-- begin Records for the task --

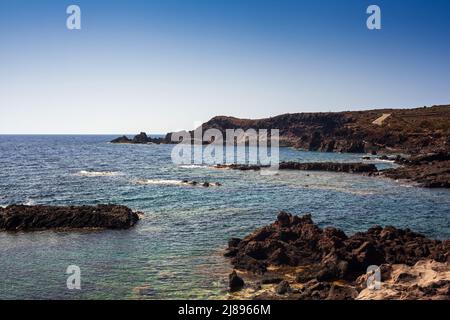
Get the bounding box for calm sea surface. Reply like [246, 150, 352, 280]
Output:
[0, 136, 450, 299]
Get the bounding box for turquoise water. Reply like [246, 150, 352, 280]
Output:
[0, 136, 450, 299]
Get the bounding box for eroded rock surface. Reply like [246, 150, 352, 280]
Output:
[0, 205, 139, 231]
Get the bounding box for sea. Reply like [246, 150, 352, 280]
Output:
[0, 135, 450, 299]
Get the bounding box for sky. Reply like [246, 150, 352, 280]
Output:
[0, 0, 450, 134]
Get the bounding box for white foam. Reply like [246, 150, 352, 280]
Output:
[76, 170, 121, 177]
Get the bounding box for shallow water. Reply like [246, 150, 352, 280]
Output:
[0, 136, 450, 299]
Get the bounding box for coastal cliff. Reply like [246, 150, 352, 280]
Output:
[0, 205, 139, 231]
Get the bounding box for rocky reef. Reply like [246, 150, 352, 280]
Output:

-- end Records for the task --

Your goal
Please render the lines from the one containing "Get the bounding box for coastal" through the end of the items, both ends included, as a JSON list of strings with one string per line and blank lines left out.

Full output
[
  "Get the bounding box for coastal cliff. Reply like [246, 150, 352, 280]",
  "Output:",
  "[0, 205, 139, 231]",
  "Get the bounding box for rocky reef. Reply like [246, 150, 352, 280]",
  "Output:"
]